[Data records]
= Beginning of Section =
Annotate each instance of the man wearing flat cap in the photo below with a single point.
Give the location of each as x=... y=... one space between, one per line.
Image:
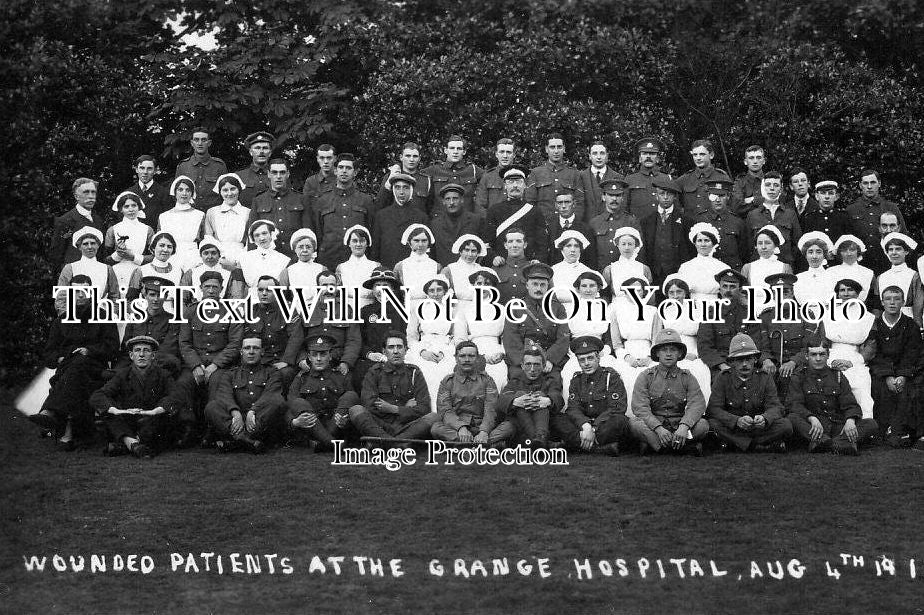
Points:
x=734 y=243
x=515 y=212
x=137 y=402
x=664 y=233
x=713 y=339
x=554 y=177
x=744 y=409
x=319 y=399
x=389 y=224
x=595 y=420
x=256 y=176
x=530 y=397
x=667 y=402
x=247 y=405
x=537 y=327
x=694 y=196
x=614 y=216
x=641 y=195
x=455 y=223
= End of Section =
## TRY IT
Every record should come back exactly as it is, though none of the pictures should.

## ANSWER BOX
Annotate each instance of the man wearing flat cap in the photo below with a single point.
Give the location of each as x=... y=... one space between, one per line.
Image:
Points:
x=734 y=243
x=515 y=212
x=137 y=402
x=664 y=233
x=713 y=339
x=554 y=177
x=744 y=409
x=319 y=399
x=389 y=224
x=595 y=420
x=256 y=176
x=530 y=397
x=667 y=402
x=247 y=405
x=537 y=327
x=694 y=196
x=614 y=216
x=641 y=195
x=455 y=223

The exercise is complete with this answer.